* _Yapılacak İş_
“Hele Bir Yenelim Şu Düşmanı” başlıklı öyküyü, son cümlesinden sonrasını yazarak sürdürün.

* _Seçilen Metin_
Mlliyet Milliyet Blog Milliyet Blog
 
Facebook Connect
Blog Kategorileri
 

01 Nisan '22

 
Kategori
Öykü
 

Hele Bir Yenelim Şu Düşmanı

Memleketimden İnsan Manzaraları 368

Diken Tarlasından Gül Bahçesine 32

 

 

HELE BİR YENELİM ŞU DÜŞMANI

 

ne yüksekliğinden söz etti dağların

ne düşmanın çokluğundan

öyle bir yürüdü ki kılıcını kuşanıp

yer gök titredi utancından

                            H.E.

 

 

“Deniz kıyısında bir yazlıkta değil de köyde bir bahçede, çiftlikte yaşamanın en güzel yanı nedir?” diye sorarsanız bana, ne olurdu yanıtım diye düşündüm; birkaç gün önce.

* _Alıştırma Verileri_
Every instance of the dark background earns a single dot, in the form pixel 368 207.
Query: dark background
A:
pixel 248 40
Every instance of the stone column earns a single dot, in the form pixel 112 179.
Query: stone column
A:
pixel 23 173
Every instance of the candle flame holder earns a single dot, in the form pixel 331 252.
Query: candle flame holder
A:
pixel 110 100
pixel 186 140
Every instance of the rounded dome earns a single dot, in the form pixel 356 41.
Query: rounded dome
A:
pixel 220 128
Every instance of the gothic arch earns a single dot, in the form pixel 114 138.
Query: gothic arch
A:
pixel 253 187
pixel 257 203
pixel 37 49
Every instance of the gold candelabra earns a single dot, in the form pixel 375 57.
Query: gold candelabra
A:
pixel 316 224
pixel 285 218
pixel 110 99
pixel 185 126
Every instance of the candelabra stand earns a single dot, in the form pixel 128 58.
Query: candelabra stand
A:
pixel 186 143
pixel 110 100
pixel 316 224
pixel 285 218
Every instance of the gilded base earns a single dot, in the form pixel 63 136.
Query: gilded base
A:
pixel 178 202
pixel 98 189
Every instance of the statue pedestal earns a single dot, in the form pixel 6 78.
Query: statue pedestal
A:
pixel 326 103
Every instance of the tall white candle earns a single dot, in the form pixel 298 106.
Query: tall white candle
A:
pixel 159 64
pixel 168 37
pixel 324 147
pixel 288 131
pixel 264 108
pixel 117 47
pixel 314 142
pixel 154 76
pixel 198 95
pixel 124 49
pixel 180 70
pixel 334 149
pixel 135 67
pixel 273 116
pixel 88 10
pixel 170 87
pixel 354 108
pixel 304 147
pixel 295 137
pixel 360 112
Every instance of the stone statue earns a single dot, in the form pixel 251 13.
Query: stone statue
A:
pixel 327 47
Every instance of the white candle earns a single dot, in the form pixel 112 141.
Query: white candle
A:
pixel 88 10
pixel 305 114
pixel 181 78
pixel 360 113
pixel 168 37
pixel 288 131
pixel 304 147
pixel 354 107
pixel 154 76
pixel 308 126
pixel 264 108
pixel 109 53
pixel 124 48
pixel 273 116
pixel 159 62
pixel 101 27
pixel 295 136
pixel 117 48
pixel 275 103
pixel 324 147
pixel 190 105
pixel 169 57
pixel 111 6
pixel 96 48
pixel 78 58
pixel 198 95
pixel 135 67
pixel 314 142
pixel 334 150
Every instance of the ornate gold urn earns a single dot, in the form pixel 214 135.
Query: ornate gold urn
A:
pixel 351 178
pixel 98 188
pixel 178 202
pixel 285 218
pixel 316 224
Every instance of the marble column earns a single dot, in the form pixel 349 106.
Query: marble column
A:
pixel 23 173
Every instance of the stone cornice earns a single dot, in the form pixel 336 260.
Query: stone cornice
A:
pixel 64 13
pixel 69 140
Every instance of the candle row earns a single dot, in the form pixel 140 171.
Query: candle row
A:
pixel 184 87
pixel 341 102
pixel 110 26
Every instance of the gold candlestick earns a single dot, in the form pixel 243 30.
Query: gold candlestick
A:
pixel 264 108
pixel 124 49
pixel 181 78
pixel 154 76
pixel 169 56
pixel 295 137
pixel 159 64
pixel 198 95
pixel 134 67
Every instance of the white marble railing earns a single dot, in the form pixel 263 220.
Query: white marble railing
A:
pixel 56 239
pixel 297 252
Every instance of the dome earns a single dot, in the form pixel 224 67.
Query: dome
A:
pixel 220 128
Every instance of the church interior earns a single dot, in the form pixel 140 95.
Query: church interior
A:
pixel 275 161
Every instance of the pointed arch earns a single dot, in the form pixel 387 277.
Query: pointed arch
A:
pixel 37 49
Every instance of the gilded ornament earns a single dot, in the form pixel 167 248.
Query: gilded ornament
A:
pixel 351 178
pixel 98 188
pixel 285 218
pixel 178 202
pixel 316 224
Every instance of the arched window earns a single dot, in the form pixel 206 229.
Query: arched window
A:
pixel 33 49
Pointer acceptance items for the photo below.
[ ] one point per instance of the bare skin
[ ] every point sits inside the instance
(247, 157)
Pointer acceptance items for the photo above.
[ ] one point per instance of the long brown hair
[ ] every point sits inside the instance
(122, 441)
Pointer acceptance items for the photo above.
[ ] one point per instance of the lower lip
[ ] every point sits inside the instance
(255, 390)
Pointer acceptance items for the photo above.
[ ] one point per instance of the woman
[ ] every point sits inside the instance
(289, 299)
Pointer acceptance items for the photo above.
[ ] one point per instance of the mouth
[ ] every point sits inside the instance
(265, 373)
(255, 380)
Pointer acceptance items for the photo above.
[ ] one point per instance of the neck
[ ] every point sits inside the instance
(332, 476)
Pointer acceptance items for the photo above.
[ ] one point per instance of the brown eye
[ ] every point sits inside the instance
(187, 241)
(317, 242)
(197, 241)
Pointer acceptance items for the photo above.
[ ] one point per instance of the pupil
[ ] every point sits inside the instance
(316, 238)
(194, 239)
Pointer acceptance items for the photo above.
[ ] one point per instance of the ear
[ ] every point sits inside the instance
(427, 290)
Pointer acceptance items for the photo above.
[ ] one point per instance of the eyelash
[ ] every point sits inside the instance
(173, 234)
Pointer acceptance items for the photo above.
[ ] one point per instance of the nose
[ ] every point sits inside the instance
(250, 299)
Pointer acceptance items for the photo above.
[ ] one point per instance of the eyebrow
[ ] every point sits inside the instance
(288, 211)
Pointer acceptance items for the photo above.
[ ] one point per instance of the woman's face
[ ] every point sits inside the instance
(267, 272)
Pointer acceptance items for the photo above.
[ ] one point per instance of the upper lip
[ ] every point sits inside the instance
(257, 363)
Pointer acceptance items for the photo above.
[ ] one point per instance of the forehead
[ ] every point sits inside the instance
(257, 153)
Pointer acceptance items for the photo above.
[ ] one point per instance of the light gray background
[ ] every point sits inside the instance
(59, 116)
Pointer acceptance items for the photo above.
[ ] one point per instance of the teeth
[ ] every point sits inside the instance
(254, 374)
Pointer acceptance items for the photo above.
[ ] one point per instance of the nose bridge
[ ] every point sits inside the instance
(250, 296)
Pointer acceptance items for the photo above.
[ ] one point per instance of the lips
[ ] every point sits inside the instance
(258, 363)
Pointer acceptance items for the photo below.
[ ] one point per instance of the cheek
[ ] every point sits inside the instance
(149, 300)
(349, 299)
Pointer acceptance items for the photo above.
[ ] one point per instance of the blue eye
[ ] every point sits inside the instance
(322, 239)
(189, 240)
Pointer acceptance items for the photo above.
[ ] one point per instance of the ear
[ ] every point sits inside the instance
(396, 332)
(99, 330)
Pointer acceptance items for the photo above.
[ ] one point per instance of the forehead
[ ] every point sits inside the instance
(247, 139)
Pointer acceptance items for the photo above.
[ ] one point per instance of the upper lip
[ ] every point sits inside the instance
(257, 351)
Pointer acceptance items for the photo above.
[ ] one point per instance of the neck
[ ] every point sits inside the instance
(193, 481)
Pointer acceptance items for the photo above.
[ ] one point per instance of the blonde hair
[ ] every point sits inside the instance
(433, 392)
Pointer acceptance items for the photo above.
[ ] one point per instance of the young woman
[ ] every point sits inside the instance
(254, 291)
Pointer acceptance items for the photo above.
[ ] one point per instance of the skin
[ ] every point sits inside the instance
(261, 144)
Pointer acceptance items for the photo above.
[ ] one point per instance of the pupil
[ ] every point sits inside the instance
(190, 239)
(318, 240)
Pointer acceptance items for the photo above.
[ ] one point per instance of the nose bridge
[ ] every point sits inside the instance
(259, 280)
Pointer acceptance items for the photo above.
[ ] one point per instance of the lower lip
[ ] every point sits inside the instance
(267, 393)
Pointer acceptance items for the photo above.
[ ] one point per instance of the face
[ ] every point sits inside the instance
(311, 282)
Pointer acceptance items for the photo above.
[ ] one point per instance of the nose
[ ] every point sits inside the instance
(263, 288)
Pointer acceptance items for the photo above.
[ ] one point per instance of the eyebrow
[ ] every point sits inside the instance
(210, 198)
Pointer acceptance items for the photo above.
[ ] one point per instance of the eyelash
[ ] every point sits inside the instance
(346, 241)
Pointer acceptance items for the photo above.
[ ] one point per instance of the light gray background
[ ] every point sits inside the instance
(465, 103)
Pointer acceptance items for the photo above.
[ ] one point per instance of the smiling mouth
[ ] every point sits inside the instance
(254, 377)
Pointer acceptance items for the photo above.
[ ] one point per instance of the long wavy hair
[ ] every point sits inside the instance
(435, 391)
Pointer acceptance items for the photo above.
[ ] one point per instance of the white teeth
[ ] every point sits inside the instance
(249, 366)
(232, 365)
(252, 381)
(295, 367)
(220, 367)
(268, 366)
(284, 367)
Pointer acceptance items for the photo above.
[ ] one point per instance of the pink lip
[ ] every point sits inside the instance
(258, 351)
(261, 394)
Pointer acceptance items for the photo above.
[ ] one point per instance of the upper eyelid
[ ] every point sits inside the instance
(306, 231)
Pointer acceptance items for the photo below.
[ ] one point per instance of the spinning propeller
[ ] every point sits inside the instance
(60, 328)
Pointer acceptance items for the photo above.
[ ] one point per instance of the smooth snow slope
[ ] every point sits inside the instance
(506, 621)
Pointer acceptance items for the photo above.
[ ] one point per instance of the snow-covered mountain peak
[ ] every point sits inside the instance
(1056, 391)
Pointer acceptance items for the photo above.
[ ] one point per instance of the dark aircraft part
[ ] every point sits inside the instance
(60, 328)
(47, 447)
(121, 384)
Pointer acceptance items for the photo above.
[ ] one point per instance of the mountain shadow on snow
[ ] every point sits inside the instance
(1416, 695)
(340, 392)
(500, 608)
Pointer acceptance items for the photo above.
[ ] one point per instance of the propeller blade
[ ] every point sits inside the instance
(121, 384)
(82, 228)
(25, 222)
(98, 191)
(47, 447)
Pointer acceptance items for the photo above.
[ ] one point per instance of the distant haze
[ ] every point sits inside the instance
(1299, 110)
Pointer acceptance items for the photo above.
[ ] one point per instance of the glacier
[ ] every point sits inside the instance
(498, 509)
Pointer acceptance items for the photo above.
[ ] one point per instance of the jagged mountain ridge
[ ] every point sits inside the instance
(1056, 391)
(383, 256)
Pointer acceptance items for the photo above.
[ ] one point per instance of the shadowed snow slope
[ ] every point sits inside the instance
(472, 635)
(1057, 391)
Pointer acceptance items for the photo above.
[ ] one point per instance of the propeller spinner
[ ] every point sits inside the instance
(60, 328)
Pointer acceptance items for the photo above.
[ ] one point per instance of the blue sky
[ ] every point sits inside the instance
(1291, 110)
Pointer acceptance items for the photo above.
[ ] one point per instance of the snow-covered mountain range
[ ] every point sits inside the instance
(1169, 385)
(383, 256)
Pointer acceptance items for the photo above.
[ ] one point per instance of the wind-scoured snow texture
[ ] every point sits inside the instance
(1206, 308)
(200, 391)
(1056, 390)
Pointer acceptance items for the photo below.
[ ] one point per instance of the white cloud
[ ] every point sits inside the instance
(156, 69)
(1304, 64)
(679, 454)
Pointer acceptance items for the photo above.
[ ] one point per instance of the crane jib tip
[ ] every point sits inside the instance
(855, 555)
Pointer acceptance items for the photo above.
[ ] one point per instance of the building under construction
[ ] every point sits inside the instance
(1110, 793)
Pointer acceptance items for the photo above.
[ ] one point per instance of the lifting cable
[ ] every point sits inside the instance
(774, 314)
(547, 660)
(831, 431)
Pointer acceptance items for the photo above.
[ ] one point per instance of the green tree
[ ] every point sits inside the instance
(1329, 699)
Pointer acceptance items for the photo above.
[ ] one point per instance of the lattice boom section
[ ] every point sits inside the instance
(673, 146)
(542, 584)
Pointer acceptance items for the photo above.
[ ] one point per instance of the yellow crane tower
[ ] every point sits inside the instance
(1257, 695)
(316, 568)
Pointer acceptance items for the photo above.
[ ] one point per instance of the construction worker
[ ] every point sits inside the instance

* _Görev Çıktısı_
Başkaları farklı farklı şeyler söyleyebilir bu konuda ve haklıdırlar kendilerince. Benim, daha doğrusu ailece bizim, “Küçük Çiftlik”te en mutlu olduğumuz günler, dostlarla birlikte olduğumuz anlardı. Gerçekten de yaz boyunca bahçede yaşamaya başladıktan sonra, neredeyse her hafta rahatlıkla davet edebiliyorduk; en az dört beş aileyi. Dört duvar arasına sıkıştırmadığımız için kimseyi, biz de rahattık, dostlarımız da…

Dumandan da rahatsız olan yoktu, kızaran köfte ve pirzola kokusundan da…

Başkalarını rahatsız etmediğimizi bildiğimiz için yüksek sesle gülüp eğlenmekten de korkmuyorduk, ülkemiz sorunlarını özgürce tartışmaktan da… Kadın, erkek, çoluk çocuk herkes, hiç çekinmeden açıkça söylerdi düşüncesini.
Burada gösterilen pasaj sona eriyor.